DESCRIPTION OF THE TASK: An exact, complete copy of the entries is what is needed.

[Dataset entries]
☆ ☆ ☆ ☆
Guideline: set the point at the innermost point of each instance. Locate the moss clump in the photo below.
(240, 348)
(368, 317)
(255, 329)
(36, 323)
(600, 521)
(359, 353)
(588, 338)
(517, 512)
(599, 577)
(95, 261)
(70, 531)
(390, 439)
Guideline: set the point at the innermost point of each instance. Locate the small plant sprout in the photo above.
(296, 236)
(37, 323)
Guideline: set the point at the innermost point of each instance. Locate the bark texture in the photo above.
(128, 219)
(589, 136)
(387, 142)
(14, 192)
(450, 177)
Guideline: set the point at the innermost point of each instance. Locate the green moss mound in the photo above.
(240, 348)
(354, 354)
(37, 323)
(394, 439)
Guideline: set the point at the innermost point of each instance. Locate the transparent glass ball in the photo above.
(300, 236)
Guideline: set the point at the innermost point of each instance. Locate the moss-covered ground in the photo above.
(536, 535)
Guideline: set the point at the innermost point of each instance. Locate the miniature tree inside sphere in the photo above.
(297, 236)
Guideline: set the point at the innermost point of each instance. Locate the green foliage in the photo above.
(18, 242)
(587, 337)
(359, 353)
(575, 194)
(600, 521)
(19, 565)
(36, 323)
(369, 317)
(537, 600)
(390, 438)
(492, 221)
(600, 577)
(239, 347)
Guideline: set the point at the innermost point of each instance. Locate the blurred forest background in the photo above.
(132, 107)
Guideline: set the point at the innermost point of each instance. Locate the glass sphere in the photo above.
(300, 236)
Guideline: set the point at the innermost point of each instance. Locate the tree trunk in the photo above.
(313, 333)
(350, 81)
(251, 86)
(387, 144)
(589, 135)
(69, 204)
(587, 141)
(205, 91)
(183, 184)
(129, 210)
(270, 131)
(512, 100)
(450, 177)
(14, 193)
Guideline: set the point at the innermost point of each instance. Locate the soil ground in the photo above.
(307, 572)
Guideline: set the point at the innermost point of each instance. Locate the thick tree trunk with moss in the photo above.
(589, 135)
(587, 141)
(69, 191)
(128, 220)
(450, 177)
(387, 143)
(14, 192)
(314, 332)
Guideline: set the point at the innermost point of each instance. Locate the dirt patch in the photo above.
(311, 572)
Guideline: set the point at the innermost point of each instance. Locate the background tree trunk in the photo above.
☆ ☆ ☆ ☆
ANSWER SPACE:
Guideline: set the point at the innermost point of each instance. Locate the moss clump in the photo below.
(240, 348)
(368, 317)
(255, 329)
(36, 323)
(600, 521)
(359, 353)
(588, 338)
(517, 512)
(599, 577)
(95, 261)
(70, 531)
(390, 439)
Guideline: set the point at the innermost point of each instance. Locate the small plant sprout in the photo above.
(296, 236)
(37, 323)
Guideline: set the point at the innermost point of each instance. Locate the bark texture in the photo above.
(128, 219)
(589, 136)
(387, 142)
(14, 192)
(450, 177)
Guideline: set the point at the innermost point of each instance. Locate the green moss mound in the photo above.
(240, 348)
(354, 354)
(37, 323)
(394, 439)
Guideline: set the point at the innermost point of each instance. Locate the transparent glass ball in the photo above.
(300, 236)
Guideline: set the point at the innermost point of each instance. Locate the moss-covered ground in the photo above.
(536, 535)
Guideline: set the point at the innermost point of each instance. Locate the miniature tree inside sphere in the photo above.
(297, 236)
Guideline: set the point at the innermost point of each instance. Locate the green foliage in the photo above.
(18, 242)
(587, 337)
(359, 353)
(575, 194)
(600, 521)
(19, 565)
(36, 323)
(369, 317)
(537, 600)
(390, 438)
(492, 221)
(600, 577)
(239, 347)
Guideline: set the point at the innermost point of each instance. Locate the blurred forest background in the photo above.
(132, 107)
Guideline: set the point at the innermost point of each instance. Locate the glass sphere in the photo above.
(300, 236)
Guideline: set the point at the innermost point of each instance. Locate the tree trunk in the photo above.
(313, 333)
(350, 81)
(251, 86)
(387, 144)
(589, 135)
(69, 204)
(587, 141)
(205, 91)
(183, 184)
(129, 210)
(270, 131)
(512, 100)
(450, 177)
(14, 193)
Guideline: set the point at the innermost point of each instance. Locate the soil ground in the photo above.
(307, 572)
Guideline: set the point at the innermost point of each instance. Locate the thick tree trunk with moss in the photo above.
(589, 135)
(587, 141)
(69, 191)
(128, 220)
(450, 177)
(387, 143)
(14, 192)
(314, 332)
Guideline: set the point at the innermost point of each instance. Locate the dirt patch in the photo above.
(311, 572)
Guideline: set the point at the innermost point of each instance. Locate the background tree trunk in the photo above.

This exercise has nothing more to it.